··· Excerpted data ···

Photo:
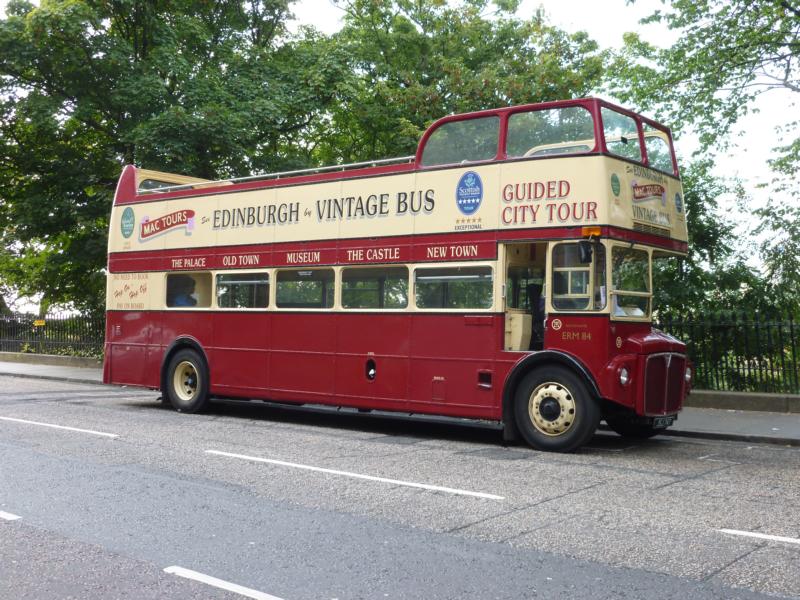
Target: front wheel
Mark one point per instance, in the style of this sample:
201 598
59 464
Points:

···

Rewrite the entries above with "front wheel" changed to "rear wheel" and everything else left as it is. Leave out the pictures.

Written response
Photo:
Target: rear wheel
Mark one point per instance, in the style of this sample:
201 598
59 464
Points:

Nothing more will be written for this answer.